--- START ---

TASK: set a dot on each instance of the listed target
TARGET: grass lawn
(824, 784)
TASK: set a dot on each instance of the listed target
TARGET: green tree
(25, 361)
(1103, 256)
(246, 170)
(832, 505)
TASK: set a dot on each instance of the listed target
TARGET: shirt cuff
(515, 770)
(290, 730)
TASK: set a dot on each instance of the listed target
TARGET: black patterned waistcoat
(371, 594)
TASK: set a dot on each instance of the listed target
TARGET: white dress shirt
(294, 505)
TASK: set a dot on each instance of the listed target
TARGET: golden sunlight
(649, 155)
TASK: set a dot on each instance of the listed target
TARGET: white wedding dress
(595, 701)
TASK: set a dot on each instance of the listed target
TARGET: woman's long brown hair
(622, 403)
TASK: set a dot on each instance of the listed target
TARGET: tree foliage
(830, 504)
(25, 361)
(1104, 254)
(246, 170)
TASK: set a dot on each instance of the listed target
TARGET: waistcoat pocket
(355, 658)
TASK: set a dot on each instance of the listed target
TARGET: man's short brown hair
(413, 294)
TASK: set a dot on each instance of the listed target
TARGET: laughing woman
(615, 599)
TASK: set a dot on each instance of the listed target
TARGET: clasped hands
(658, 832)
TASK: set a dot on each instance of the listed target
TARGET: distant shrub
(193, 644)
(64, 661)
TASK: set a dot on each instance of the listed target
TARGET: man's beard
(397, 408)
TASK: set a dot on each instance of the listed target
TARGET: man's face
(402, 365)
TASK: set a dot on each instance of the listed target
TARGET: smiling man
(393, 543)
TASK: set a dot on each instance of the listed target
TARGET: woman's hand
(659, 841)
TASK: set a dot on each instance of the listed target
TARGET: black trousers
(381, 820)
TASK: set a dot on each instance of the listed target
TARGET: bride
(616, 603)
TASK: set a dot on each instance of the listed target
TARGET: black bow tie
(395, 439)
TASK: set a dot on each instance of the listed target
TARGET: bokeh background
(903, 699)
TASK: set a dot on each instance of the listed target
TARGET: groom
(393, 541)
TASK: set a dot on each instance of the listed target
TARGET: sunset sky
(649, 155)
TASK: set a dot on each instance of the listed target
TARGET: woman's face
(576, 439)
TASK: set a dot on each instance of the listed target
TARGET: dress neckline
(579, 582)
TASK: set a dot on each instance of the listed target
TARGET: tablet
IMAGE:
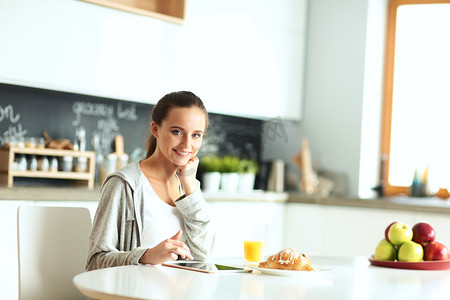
(205, 267)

--- END ---

● **EXERCISE OBJECTIVE**
Leave the pictures aside and give the records above back word for word.

● **OUTPUT**
TASK: set a dot on each instance of the listed target
TARGET: grass lawn
(824, 784)
TASK: set a dot on each instance of the listed target
TARGET: green tree
(25, 361)
(1103, 256)
(246, 170)
(832, 505)
TASK: set a dot on each instance of the listed target
TARGET: shirt cuff
(515, 770)
(290, 730)
TASK: set a dot on each instance of the listed target
TARGET: black patterned waistcoat
(371, 594)
TASK: set a dot on each instance of the listed target
TARGET: white dress shirt
(294, 505)
TASK: set a dot on each instance of the listed target
TARGET: golden sunlight
(649, 155)
TASK: set a dot on each instance of the listed target
TARGET: white wedding dress
(595, 701)
TASK: set a dot on each instance of the listed target
TARGET: woman's long brown hair
(622, 403)
TASK: set a dot on each instance of the listed target
TARGET: tree foliage
(830, 504)
(25, 361)
(1104, 254)
(246, 170)
TASK: set a dot on each instance of the listed target
TARGET: waistcoat pocket
(355, 658)
TASK: set a dot on each instance of the listed target
TARGET: man's short brown hair
(413, 294)
TASK: set a dot on each instance of the listed target
TARGET: laughing woman
(615, 599)
TASK: set a dot on each instance of the listed target
TARGET: clasped hands
(658, 832)
TASK: set a dot on each instance of the listed target
TARGET: distant shrub
(193, 644)
(64, 661)
TASK: set a dot on each instance of the listed target
TARGET: man's beard
(397, 408)
TASK: set a dot on each instance of the listed target
TARGET: man's face
(402, 365)
TASK: set a dot on each instance of the listed target
TARGET: smiling man
(393, 543)
TASK: set a dot on each instance of the listed target
TARGET: woman's hand
(659, 841)
TASK: set a dot on each instance of the listed target
TARGET: black trousers
(381, 820)
TASK: set a dot on each instance of the listed target
TARGET: bride
(616, 603)
TASK: set a dot on each instance of the listed target
TARGET: black bow tie
(395, 439)
TASK: set a dot on each instance of the listed target
TARGET: bokeh background
(903, 699)
TASK: set a dot on each instance of the listed target
TARGET: groom
(393, 541)
TASK: set a dot on each instance of the listed target
TARGET: sunset sky
(649, 155)
TASK: set a dot on each instance of the listed target
TARGET: woman's face
(576, 439)
TASK: set a dot on each instance of the listed target
TARGET: dress neckline
(579, 582)
TASK: set a dot on each instance of the listed target
TARGET: tablet
IMAGE:
(205, 267)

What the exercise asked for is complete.